**REQUIREMENT**
Copy out every line of these records word for word, keeping each line intact.
+++ DATA EXTRACT +++
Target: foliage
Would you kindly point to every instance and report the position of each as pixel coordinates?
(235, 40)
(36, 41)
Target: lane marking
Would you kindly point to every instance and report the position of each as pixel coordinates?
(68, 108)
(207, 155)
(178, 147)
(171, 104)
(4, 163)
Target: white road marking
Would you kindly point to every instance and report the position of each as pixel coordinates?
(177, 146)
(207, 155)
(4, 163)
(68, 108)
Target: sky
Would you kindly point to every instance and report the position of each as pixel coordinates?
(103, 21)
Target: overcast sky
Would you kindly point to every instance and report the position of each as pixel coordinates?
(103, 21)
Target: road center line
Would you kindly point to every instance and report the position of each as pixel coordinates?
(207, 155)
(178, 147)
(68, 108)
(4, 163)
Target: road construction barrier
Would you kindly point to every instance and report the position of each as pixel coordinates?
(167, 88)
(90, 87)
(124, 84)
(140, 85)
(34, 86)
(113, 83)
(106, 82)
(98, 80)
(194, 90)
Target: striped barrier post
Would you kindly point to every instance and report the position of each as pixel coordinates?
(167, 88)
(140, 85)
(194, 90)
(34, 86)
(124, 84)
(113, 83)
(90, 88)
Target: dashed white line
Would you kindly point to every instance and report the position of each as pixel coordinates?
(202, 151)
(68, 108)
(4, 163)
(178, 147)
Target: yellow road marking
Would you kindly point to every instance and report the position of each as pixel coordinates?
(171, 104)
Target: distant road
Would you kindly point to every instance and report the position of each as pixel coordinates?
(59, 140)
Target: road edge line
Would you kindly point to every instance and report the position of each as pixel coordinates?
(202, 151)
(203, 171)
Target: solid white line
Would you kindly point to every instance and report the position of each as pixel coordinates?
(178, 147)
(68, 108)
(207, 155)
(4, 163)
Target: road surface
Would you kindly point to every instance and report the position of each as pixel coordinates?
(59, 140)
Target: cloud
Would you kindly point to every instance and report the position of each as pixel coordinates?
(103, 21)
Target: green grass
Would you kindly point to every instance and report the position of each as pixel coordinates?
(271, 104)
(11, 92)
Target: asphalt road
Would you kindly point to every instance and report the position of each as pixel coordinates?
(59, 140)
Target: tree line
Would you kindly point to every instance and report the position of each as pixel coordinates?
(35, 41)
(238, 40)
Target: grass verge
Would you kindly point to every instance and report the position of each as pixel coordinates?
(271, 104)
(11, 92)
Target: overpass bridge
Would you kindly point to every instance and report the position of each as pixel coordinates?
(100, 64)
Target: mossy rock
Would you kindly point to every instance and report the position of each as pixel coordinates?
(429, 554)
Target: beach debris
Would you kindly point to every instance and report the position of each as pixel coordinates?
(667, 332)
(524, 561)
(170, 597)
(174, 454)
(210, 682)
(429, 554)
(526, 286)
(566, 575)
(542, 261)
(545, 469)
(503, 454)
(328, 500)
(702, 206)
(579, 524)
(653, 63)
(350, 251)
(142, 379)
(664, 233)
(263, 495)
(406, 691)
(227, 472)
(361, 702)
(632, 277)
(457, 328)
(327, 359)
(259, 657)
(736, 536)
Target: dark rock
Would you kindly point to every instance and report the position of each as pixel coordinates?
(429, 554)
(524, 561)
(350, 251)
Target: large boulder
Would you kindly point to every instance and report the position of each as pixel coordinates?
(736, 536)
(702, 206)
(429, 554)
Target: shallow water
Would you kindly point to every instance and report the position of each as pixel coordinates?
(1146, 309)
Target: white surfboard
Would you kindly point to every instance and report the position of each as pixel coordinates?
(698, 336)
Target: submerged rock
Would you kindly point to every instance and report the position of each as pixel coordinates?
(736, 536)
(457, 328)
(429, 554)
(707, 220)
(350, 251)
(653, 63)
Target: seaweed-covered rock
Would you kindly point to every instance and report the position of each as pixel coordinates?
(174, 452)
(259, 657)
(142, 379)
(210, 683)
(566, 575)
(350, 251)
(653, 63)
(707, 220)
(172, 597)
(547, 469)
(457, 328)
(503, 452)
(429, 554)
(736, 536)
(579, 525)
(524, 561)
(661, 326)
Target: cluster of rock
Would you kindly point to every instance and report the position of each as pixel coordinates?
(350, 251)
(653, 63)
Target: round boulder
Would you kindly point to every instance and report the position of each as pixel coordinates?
+++
**EXPECTED OUTPUT**
Target: foliage
Would you kindly point to every instance and report the position of each as pixel coordinates?
(235, 40)
(36, 41)
Target: lane marking
Would you kindly point to every instance and report the position of each as pixel coordinates?
(68, 108)
(207, 155)
(178, 147)
(171, 104)
(4, 163)
Target: white road marking
Would you kindly point to every instance and report the position of each as pixel coordinates?
(177, 146)
(207, 155)
(4, 163)
(68, 108)
Target: sky
Would you kindly point to every instance and report the position of each as pixel coordinates?
(103, 21)
Target: overcast sky
Would you kindly point to every instance and report the position of each as pixel coordinates?
(103, 21)
Target: road center line
Would you kindly point to every instance and report the position of each as pixel coordinates?
(207, 155)
(178, 147)
(68, 108)
(4, 163)
Target: road construction barrier
Would you kindly point to every instance and report the position of each as pixel coordinates?
(167, 88)
(90, 87)
(124, 84)
(140, 85)
(34, 86)
(113, 83)
(106, 82)
(98, 80)
(194, 90)
Target: striped barrier post
Would you kindly point to every instance and report the position of each as pixel coordinates?
(167, 88)
(140, 85)
(194, 90)
(34, 86)
(124, 84)
(113, 83)
(90, 88)
Target: dashed white line
Would you kindly point to every instance and report the position of each as pixel coordinates?
(202, 151)
(68, 108)
(4, 163)
(178, 147)
Target: yellow road marking
Would you kindly point to every instance and report the position of each as pixel coordinates?
(171, 104)
Target: distant road
Would you kindly point to every instance and report the position of each as pixel coordinates?
(59, 140)
Target: road edge line
Would you kindly point to every instance and report the position of each as pixel coordinates?
(202, 151)
(203, 171)
Target: solid white line
Would you kindly point to every instance and report the position of each as pixel coordinates?
(178, 147)
(68, 108)
(207, 155)
(4, 163)
Target: road surface
Would you kindly point to every instance and report the position of each as pixel coordinates?
(59, 140)
Target: cloud
Would you kindly point to every instance and report the position of each as pixel coordinates?
(103, 21)
Target: green grass
Would you kindly point to every instance and report the position of each as pixel coordinates?
(271, 104)
(11, 92)
Target: asphalt road
Would you kindly point to every instance and report the position of each as pixel coordinates?
(59, 140)
Target: tree line
Would you kindly point to every instance and report the position of each as pixel coordinates?
(35, 41)
(238, 40)
Target: grass verge
Would you kindly point to every instance and report the position of each as pixel coordinates?
(271, 104)
(11, 92)
Target: overpass bridge
Would you kindly point to every instance and report the position of each as pixel coordinates?
(100, 64)
Target: mossy rock
Would you kindly point to every instance and report the position of each as pixel coordinates?
(429, 554)
Target: beach debris
Would you kindly point to every instance and report the position of each as pixel coordinates?
(667, 332)
(524, 561)
(170, 597)
(174, 454)
(210, 682)
(429, 554)
(526, 286)
(566, 575)
(542, 261)
(545, 469)
(503, 454)
(328, 500)
(702, 206)
(579, 524)
(653, 63)
(350, 251)
(142, 379)
(664, 233)
(263, 495)
(406, 691)
(227, 472)
(361, 702)
(632, 277)
(457, 328)
(327, 359)
(259, 657)
(736, 536)
Target: dark rock
Would you kindly point to every instance and report the position of each as pixel coordinates?
(429, 554)
(524, 561)
(350, 251)
Target: large boulder
Would you kindly point to every instance and report the position of each as pixel coordinates?
(736, 536)
(702, 206)
(429, 554)
Target: shallow water
Would you kindly point to every instance and report the position of each as pixel coordinates?
(1146, 309)
Target: white surfboard
Would you kindly point to every instance and report the position of each as pixel coordinates?
(698, 336)
Target: submerged rock
Would you kindly point to every instance and report the position of each as pixel coordinates?
(736, 536)
(457, 328)
(429, 554)
(707, 220)
(350, 251)
(653, 63)
Target: seaweed-covered rock
Would you kindly point to every instance and report the position of each as pixel coordinates?
(174, 452)
(259, 657)
(142, 379)
(210, 683)
(566, 575)
(350, 251)
(653, 63)
(707, 220)
(172, 597)
(547, 469)
(457, 328)
(503, 452)
(429, 554)
(736, 536)
(579, 525)
(524, 561)
(661, 326)
Target: cluster of rock
Would you kindly point to every instance and report the position of each as pixel coordinates?
(350, 251)
(653, 63)
Target: round boulder
Would you kindly point to every instance and report the position of each as pixel coordinates?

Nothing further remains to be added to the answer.